> _Directions for this task_: Apart from the images, the records below need to be copied exactly.

Items listed in a dataset
****************

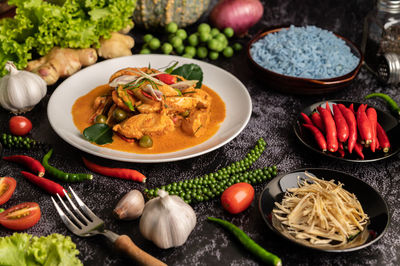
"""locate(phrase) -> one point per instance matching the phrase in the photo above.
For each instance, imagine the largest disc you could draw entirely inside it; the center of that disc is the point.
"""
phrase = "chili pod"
(317, 121)
(352, 124)
(122, 173)
(364, 125)
(30, 163)
(318, 136)
(373, 119)
(66, 177)
(341, 125)
(248, 243)
(44, 183)
(330, 129)
(383, 139)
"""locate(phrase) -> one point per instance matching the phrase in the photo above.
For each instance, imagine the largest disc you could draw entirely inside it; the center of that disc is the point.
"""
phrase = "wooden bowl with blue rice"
(299, 85)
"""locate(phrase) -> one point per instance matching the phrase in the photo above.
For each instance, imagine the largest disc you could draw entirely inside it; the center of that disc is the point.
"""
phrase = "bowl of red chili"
(388, 123)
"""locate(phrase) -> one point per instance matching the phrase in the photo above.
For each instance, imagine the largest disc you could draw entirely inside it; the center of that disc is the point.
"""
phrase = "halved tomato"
(21, 216)
(237, 197)
(7, 187)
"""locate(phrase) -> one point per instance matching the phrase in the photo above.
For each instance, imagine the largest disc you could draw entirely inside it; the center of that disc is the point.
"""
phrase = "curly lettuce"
(24, 249)
(40, 25)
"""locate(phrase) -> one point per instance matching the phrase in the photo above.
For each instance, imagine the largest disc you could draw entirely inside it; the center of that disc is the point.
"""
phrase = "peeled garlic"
(167, 220)
(21, 90)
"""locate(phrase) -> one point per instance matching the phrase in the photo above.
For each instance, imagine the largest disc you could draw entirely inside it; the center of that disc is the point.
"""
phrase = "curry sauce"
(176, 140)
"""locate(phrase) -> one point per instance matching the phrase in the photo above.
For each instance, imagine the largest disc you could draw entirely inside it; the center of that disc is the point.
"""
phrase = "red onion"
(240, 15)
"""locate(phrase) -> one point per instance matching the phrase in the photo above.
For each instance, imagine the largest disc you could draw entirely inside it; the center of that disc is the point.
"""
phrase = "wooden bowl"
(296, 85)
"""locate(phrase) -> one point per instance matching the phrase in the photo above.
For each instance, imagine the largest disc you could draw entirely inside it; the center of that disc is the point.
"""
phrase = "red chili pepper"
(306, 119)
(330, 129)
(123, 173)
(341, 125)
(358, 149)
(317, 121)
(352, 124)
(319, 137)
(383, 139)
(44, 183)
(341, 149)
(373, 119)
(29, 162)
(364, 125)
(167, 78)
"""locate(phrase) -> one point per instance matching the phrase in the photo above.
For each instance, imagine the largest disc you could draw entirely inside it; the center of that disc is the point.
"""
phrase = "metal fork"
(85, 223)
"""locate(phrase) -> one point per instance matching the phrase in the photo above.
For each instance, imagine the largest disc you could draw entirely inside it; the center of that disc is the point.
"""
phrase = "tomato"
(7, 187)
(21, 216)
(167, 78)
(19, 125)
(237, 197)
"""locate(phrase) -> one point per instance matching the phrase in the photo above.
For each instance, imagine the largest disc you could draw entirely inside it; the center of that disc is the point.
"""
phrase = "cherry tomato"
(19, 125)
(21, 216)
(167, 78)
(237, 197)
(7, 187)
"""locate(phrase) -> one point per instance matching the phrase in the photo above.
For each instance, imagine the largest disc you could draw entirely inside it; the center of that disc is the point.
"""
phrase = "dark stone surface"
(272, 118)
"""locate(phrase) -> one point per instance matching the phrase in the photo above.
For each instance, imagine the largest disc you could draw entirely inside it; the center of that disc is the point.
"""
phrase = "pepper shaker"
(381, 41)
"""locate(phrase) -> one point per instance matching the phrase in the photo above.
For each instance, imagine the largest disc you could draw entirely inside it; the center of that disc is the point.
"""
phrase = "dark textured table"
(272, 118)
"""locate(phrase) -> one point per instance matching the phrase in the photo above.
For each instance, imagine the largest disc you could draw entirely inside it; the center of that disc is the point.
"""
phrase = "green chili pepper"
(66, 177)
(249, 243)
(392, 104)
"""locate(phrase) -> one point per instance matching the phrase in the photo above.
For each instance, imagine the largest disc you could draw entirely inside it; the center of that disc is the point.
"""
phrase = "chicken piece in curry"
(144, 102)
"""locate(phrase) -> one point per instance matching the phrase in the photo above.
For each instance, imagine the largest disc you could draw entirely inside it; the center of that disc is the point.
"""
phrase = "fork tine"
(83, 206)
(75, 208)
(71, 226)
(76, 220)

****************

> _Solution to this problem_:
"""locate(phrase) -> one point per instance matching the phrase in the photo above.
For each instance, imagine the largest disc you could draw entirely inside it; the center of that disc is the point.
"""
phrase = "chili pod"
(317, 121)
(352, 124)
(122, 173)
(364, 125)
(30, 163)
(318, 136)
(373, 119)
(66, 177)
(341, 125)
(248, 243)
(44, 183)
(330, 129)
(383, 139)
"""locate(phrase) -> one point per instance matching the phrase in the photo above.
For each instance, imagine the largest disc you could draw entirely inside it; the center of that disc is the point.
"""
phrase = "wooden bowl with blue rice"
(299, 85)
"""locate(phrase) -> one point per instance matching the phrase in the photo above.
For each instance, imagine the largest disc you could draw entirely inside it; the center of that disc is the point.
"""
phrase = "bowl of red chili"
(388, 123)
"""locate(phrase) -> one point per instance matching the phrase in the photo above.
For each instance, imagine the largest disc you could draw entirely inside it; the center of that disc is the point.
"""
phrase = "halved tomato"
(21, 216)
(237, 197)
(7, 187)
"""locate(phrase) -> one point per instance matching the phrase in the photo above.
For each instance, imagine the largest disc you could draw entirely inside it; the center of that disc is the point.
"""
phrase = "curly lettuce"
(24, 249)
(40, 25)
"""locate(phrase) -> one point per instance matching the phrase in the photo above.
For each instance, imagine the largest disc you could draw entirely inside it; the center of that disc is the point.
"""
phrase = "peeled garlic"
(167, 220)
(21, 90)
"""locate(phrase) -> one point per instance matching the phrase in the photo above.
For each instance, imagine the largest disc you could draw entirely inside it; the center of that disc is the point.
"""
phrase = "curry sauce"
(176, 140)
"""locate(phrase) -> one point per instance matching the phrase in the photo above.
For each instance, imagine the largest disc you could draw entirely inside it; the center of that disc is the point.
"""
phrase = "red onion"
(240, 15)
"""locate(phrase) -> one point per instance matching the phrase in the photo above.
For each instance, imagine the largest disc you could draw entirely inside it; the center of that disc is the point.
"""
phrase = "wooden bowl"
(296, 85)
"""locate(phrase) -> one point per instance matching the phrase in the photo above.
For each instance, imagine the largest disc you could draw entirely inside it; the center of that disc is the point.
"""
phrase = "red chili pepper"
(306, 119)
(330, 129)
(123, 173)
(341, 125)
(358, 149)
(317, 121)
(352, 124)
(319, 137)
(383, 139)
(44, 183)
(341, 149)
(373, 119)
(29, 162)
(364, 125)
(167, 78)
"""locate(phrase) -> one point per instance matching the phrase in the photo above.
For each instance, imagine the largest disc you could draw entirely inside it; the center of that disc is the point.
"""
phrase = "metal fork"
(85, 223)
"""locate(phrase) -> one point per instance matching the phrase in the photo above.
For each instance, imagine the largest disc you could draw entirely inside it; the center of that disc is the point.
"""
phrase = "tomato"
(7, 187)
(21, 216)
(167, 78)
(19, 125)
(237, 197)
"""locate(phrase) -> one point per instance matching the phrase in the photo above.
For each instance, imagine the largest disc you could draw entirely inside it; the center of that disc is the point.
"""
phrase = "cherry tomato"
(19, 125)
(21, 216)
(167, 78)
(237, 197)
(7, 187)
"""locate(phrase) -> one point per instance matching the phrase in the photo above.
For each instance, imagine the largest disc you could draw entirely inside it; the center of that disc is the point.
"""
phrase = "dark stone surface"
(272, 118)
"""locate(phrase) -> one point per instance matching the phrase in the photo above.
For each instance, imagine the largest disc you could draw entirely inside it; the center of that disc is the point.
"""
phrase = "pepper shaker"
(381, 41)
"""locate(phrase) -> one point per instance matching the phrase in the photo above.
For each instance, imagine the largest disc you could draw entirely inside it; the center of that disc is the point.
"""
phrase = "dark textured table"
(272, 118)
"""locate(phrase) -> one point per instance matching the phrase in the photo above.
For each instance, imagine the largest disc you could draw entirely inside it; the center of that disc is the point.
"""
phrase = "green chili pepper"
(66, 177)
(249, 243)
(392, 104)
"""locate(phrase) -> one point per instance matching the phrase in the photo above.
For each instance, imagine the largest disc you could draw entirely inside it; the center of that disc is the point.
"""
phrase = "chicken piece in curry"
(144, 102)
"""locate(phrase) -> one point per instance matching the phrase in the photo above.
For each instance, imagine the largest disc you could draw entirely inside it; the center of that disc is the point.
"""
phrase = "fork tine"
(83, 206)
(75, 208)
(71, 226)
(76, 220)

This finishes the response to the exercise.